**Problems to solve**
a – Copy the part of the AGI thread starting with "As for the gain" and going on through "we already knew.".
b – In the AGI thread, list the three things that point A) says increased world concern about AGI would lead to.
c – Rewrite the paragraph of the AGI thread that begins "Agree that those things will happen" in shorter form, keeping its main points.

**Text shown**
::::

Zero failures is the preferable outcome, but an AGI escape does not necessarily equate to certain doom. For example, the AI may be irrational (because it’s a lot easier to build the perfect paperclipper than the perfect universal reasoner). Or, the AI may calculate that it has to strike before other AI’s come into existence, and hence launch a premature attack in the hope that it gets lucky.
As for the nuclear reactors, all I’m saying is that you can build a reactor that is perfectly safe, if you’re willing to spring out the extra money. Similarly, you can build a boxed AGI, if you’re willing to spend the resources on it. I do not dispute that many corporations would try and cut corners, if left to their own devices.
A) a significant increase in world concern about AGI, leading to higher funding for safe AGI, tighter regulations, and increased incentives to conform to those regulations rather than get a bunch of people killed (and get sued by their families).
and
B) Information about what conditions give rise to rogue AGI, and what mechanisms they will try to use for takeovers.
Both of these things increase the probability of building safe AGI, and decrease the probability of the next AGI attack being successful. Rinse and repeat until AGI alignment is solved.
Agree that those things will happen, but I don’t think it will be anough. “Rinse and repeat until AGI Alignment is solved” seems highly unlikely, especially given that we still have no idea how to actually solve alignment for powerful (superhuman) AGI, and still won’t with the information we get from plausible non-existential warning shots. And as I said, if we can’t even ban gain-of-function research after Covid has killed >10M people, against a tiny lobby of scientists with vested interests, what hope do we have of steering a multi-trillion-dollar industry toward genuine safety and security?
we still have no idea how to actually solve alignment for powerful (superhuman) AGI
Of course we don’t. AGI doesn’t exist yet, and we don’t know the details of what it’ll look like. Solving alignment for every possible imaginary AGI is impossible, solving it for the particular AGI architecture we end up with is significantly easier. I would honestly not be surprised if it turned out that alignment was a requirement on our path to AGI anyway, so the problem solves itself.
As for the gain of function, the story would be different if covid was provably caused by gain-of-function research. As of now, the only relevance of covid is reminding us that pandemics are bad, which we already knew.
Zero failures is the preferable outcome, but an AGI escape does not necessarily equate to certain doom. For example, the AI may be irrational (because it’s a lot easier to build the perfect paperclipper than the perfect universal reasoner). Or, the AI may calculate that it has to strike before other AI’s come into existence, and hence launch a premature attack in the hope that it gets lucky.
As for the nuclear reactors, all I’m saying is that you can build a reactor that is perfectly safe, if you’re willing to spring out the extra money. Similarly, you can build a boxed AGI, if you’re willing to spend the resources on it. I do not dispute that many corporations would try and cut corners, if left to their own devices.
Suppose we do survive a failure or two. What then?
Then we get
A) a significant increase in world concern about AGI, leading to higher funding for safe AGI, tighter regulations, and increased incentives to conform to those regulations rather than get a bunch of people killed (and get sued by their families).

::::

**Dataset section**
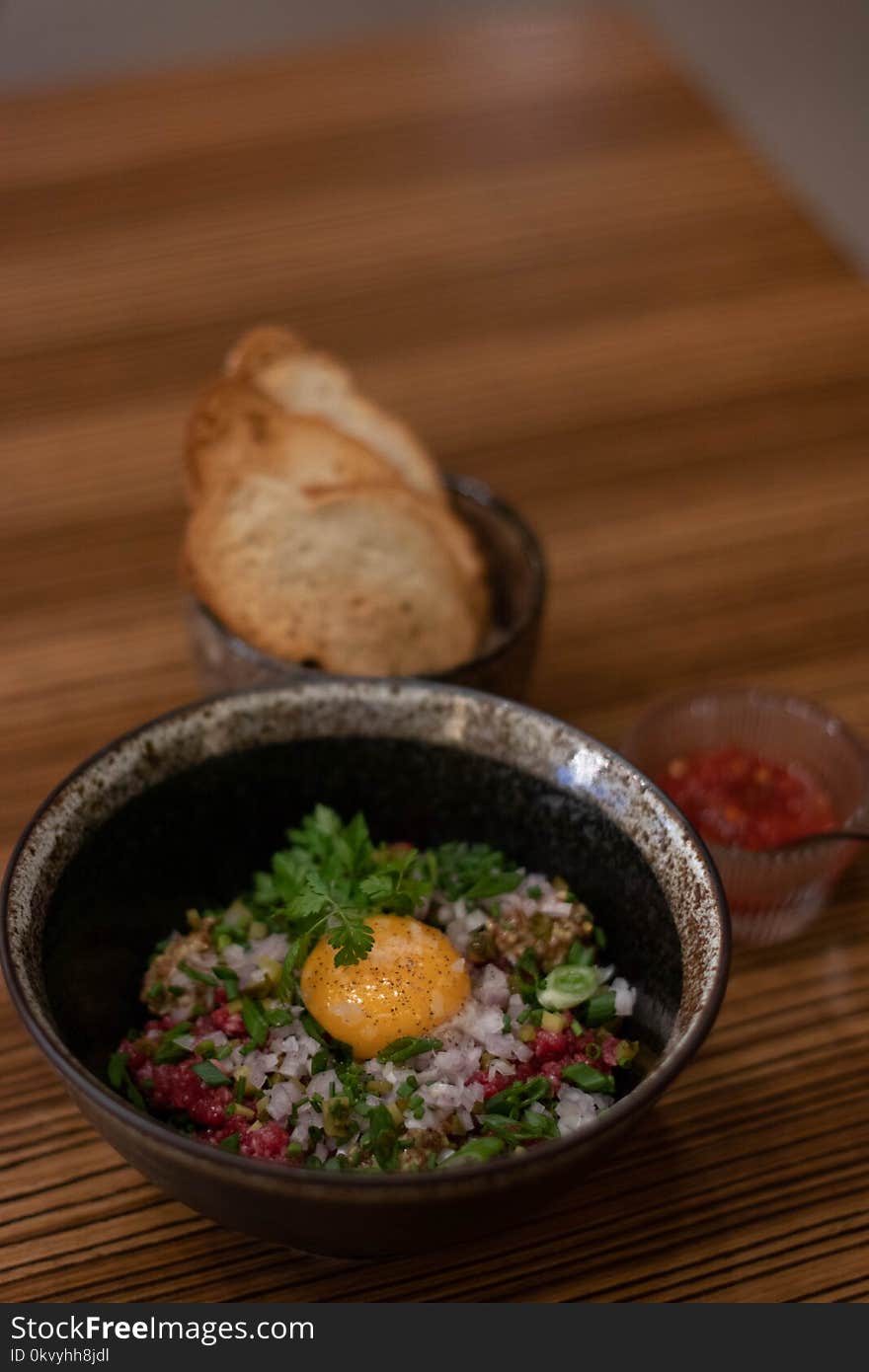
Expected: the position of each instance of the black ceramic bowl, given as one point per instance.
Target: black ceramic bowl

::::

**Solved problems**
a –
As for the gain of function, the story would be different if covid was provably caused by gain-of-function research. As of now, the only relevance of covid is reminding us that pandemics are bad, which we already knew.

b –
- Higher funding for safe AGI
- Tighter regulations
- Increased incentives to conform to those regulations rather than get a bunch of people killed (and get sued by their families)

c – Those things will happen, but I doubt they will be enough. "Rinse and repeat until AGI alignment is solved" seems highly unlikely, because we still don't know how to solve alignment for powerful (superhuman) AGI, and plausible non-existential warning shots won't tell us. If we can't ban gain-of-function research after Covid killed >10M people, against a tiny lobby of scientists with vested interests, there is little hope of steering a multi-trillion-dollar industry toward genuine safety and security.